▸ **Document text**:
R Visualization Exercises¶
Programming for Data Science Bootcamp
Import Libraries¶
library(vctrs)
library(tidyverse)
── Attaching core tidyverse packages ──────────────────────── tidyverse 2.0.0 ── ✔ dplyr 1.1.4 ✔ readr 2.1.5 ✔ forcats 1.0.0 ✔ stringr 1.5.1 ✔ ggplot2 3.5.1 ✔ tibble 3.2.1 ✔ lubridate 1.9.4 ✔ tidyr 1.3.1 ✔ purrr 1.0.4 ── Conflicts ────────────────────────────────────────── tidyverse_conflicts() ── ✖ dplyr::data_frame() masks tibble::data_frame(), vctrs::data_frame() ✖ dplyr::filter() masks stats::filter() ✖ dplyr::lag() masks stats::lag() ℹ Use the conflicted package (<http://conflicted.r-lib.org/>) to force all conflicts to become errors
Get Data¶
head(mpg)

▸ **Dataset extract**:

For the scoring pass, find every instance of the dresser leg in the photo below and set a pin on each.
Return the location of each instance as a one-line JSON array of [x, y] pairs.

---

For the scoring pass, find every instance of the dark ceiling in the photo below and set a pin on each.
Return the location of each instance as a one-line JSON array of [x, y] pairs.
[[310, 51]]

▸ **What you need to do**:
1. Translate this sentence from the R visualization exercises page into Spanish: "Use the conflicted package (<http://conflicted.r-lib.org/>) to force all conflicts to become errors".
2. According to the R visualization exercises page, which version of ggplot2 is attached when tidyverse is loaded?

▸ **Exercise answers**:
1. Use el paquete conflicted (<http://conflicted.r-lib.org/>) para forzar que todos los conflictos se conviertan en errores.

2. Version 3.5.1.